=== Recorded data ===
'''

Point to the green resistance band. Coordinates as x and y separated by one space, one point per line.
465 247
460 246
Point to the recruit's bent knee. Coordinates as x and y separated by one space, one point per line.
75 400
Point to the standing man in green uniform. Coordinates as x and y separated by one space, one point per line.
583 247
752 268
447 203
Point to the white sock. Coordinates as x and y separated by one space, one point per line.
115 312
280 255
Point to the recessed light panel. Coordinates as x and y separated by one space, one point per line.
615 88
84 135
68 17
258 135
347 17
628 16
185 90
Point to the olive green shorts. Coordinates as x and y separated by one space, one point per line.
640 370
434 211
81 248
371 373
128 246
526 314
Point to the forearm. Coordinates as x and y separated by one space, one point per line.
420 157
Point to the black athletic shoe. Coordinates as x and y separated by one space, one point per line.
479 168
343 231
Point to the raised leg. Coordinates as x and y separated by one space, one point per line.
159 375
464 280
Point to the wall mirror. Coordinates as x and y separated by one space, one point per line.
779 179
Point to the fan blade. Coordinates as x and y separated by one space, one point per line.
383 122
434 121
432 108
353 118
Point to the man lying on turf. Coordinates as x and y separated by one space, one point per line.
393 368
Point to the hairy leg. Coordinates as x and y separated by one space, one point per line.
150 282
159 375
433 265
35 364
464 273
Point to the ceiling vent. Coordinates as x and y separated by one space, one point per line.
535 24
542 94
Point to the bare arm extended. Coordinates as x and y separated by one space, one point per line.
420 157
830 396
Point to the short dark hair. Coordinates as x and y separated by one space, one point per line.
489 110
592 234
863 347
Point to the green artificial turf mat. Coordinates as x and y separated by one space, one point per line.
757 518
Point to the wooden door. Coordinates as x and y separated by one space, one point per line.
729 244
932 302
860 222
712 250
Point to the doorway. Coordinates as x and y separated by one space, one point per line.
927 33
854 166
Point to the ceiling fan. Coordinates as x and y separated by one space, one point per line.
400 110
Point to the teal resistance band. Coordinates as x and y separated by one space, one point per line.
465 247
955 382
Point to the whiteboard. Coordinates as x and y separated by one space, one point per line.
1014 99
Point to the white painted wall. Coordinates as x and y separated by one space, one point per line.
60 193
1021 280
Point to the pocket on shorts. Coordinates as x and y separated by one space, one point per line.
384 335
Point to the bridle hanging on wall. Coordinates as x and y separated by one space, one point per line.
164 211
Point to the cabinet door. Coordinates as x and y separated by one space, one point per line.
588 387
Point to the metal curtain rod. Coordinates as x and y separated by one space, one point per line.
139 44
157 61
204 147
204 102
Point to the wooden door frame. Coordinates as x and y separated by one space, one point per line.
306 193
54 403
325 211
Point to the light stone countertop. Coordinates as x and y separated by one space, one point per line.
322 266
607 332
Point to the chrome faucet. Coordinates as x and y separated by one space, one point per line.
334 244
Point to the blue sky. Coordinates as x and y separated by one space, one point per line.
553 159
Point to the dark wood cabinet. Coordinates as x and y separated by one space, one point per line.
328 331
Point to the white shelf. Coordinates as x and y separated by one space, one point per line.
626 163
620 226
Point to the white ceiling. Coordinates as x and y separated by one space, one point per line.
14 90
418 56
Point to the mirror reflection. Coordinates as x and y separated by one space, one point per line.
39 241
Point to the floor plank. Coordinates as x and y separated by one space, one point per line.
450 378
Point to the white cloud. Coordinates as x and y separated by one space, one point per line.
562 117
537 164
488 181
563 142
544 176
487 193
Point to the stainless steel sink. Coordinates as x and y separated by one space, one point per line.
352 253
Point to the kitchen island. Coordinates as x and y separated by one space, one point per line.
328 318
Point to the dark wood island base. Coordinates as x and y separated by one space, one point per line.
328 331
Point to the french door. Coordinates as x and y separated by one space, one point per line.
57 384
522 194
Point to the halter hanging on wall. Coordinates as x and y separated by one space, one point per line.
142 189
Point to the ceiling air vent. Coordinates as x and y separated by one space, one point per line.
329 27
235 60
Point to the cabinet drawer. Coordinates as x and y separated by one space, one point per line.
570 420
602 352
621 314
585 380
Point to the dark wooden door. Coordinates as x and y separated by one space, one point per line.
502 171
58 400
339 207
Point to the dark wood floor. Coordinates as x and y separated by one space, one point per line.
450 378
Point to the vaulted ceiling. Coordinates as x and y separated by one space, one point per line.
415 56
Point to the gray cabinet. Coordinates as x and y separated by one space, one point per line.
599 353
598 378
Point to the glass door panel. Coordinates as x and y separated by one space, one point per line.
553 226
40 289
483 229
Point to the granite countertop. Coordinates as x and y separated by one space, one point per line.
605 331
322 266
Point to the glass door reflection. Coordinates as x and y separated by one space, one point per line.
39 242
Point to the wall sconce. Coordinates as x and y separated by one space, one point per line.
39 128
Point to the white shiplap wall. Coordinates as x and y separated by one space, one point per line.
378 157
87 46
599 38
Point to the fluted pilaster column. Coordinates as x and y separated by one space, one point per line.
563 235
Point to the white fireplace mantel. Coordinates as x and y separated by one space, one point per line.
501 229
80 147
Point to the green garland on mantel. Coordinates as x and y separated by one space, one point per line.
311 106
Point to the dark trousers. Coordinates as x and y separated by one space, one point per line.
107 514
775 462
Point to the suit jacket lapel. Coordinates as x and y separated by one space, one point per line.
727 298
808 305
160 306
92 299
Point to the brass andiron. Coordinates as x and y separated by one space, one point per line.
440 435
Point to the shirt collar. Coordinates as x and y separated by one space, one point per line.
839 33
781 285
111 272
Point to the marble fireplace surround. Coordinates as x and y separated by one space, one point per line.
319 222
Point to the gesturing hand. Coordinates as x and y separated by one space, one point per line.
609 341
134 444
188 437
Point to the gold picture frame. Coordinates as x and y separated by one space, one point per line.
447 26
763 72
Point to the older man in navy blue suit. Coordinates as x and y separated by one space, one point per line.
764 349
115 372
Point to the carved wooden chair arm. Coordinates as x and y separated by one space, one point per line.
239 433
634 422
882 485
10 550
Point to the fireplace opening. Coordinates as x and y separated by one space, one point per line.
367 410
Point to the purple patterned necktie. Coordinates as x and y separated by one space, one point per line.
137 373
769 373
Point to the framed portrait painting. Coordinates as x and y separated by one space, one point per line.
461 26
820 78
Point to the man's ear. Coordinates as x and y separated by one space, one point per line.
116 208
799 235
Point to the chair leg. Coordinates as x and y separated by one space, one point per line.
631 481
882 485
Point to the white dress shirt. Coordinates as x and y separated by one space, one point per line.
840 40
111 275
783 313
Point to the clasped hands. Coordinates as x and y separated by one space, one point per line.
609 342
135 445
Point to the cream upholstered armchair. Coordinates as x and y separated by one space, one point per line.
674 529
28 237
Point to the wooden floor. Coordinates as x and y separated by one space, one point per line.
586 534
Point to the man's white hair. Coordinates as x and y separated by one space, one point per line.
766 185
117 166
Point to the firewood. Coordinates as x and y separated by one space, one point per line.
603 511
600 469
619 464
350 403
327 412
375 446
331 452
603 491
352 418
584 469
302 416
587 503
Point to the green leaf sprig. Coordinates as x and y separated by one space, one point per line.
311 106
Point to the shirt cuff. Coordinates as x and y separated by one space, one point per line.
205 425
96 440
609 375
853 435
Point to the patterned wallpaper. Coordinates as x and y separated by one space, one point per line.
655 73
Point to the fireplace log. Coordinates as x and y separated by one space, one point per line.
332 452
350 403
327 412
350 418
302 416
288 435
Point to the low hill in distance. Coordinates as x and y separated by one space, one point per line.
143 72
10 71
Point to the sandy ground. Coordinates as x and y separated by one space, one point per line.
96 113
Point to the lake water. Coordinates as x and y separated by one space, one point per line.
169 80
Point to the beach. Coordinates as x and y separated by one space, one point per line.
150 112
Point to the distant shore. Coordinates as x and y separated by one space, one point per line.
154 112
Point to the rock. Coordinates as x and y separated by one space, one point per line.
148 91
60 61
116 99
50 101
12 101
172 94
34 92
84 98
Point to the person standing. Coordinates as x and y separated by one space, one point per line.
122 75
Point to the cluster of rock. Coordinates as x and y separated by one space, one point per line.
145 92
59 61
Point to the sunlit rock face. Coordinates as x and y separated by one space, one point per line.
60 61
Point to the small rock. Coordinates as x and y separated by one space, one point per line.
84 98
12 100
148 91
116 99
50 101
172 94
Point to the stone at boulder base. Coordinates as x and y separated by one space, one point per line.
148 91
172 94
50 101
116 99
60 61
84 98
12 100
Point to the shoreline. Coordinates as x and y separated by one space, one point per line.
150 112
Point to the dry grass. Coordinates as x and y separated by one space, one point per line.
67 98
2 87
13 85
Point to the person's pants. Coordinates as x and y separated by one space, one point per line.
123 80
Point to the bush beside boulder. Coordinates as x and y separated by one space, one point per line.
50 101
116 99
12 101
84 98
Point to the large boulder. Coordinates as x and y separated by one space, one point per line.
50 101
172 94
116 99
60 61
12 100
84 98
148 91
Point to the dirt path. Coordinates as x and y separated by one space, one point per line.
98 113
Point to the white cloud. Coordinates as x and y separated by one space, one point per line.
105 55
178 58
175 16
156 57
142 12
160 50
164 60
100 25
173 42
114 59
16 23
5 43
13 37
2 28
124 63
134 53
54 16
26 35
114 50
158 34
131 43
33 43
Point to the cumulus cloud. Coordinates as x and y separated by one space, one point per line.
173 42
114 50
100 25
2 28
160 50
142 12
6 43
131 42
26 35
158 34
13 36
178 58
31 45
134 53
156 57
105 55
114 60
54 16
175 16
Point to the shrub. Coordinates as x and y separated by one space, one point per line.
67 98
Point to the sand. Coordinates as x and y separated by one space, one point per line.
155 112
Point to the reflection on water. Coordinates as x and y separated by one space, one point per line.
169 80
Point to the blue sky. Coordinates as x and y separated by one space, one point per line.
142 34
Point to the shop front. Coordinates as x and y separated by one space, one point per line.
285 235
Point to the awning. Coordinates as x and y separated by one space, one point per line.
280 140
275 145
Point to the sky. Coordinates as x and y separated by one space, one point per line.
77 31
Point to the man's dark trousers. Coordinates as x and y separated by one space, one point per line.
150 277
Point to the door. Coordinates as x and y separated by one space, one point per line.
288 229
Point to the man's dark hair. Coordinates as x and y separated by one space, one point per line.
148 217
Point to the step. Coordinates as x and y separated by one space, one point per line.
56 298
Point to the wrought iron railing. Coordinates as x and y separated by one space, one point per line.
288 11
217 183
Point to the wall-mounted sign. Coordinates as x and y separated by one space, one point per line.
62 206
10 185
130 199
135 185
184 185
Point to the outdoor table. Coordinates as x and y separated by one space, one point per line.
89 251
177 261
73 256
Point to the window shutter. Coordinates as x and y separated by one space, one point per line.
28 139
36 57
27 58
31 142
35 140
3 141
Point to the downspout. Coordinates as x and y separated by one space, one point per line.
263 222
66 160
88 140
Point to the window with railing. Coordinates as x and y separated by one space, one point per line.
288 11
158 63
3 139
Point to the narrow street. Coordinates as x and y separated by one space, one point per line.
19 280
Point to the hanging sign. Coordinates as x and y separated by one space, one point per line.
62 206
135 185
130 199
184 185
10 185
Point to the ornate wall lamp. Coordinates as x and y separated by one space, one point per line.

'''

=== Required action ===
Nothing but the lines from the one containing "Point to the hanging" through the last line of the data above should be given again, each exactly as it stands.

=== Solution for this task ===
Point to the hanging sign. Coordinates as x and y separated by one space, one point per line.
62 206
135 185
130 199
184 185
10 185
Point to the ornate wall lamp. Coordinates as x and y separated by one space, one point per line.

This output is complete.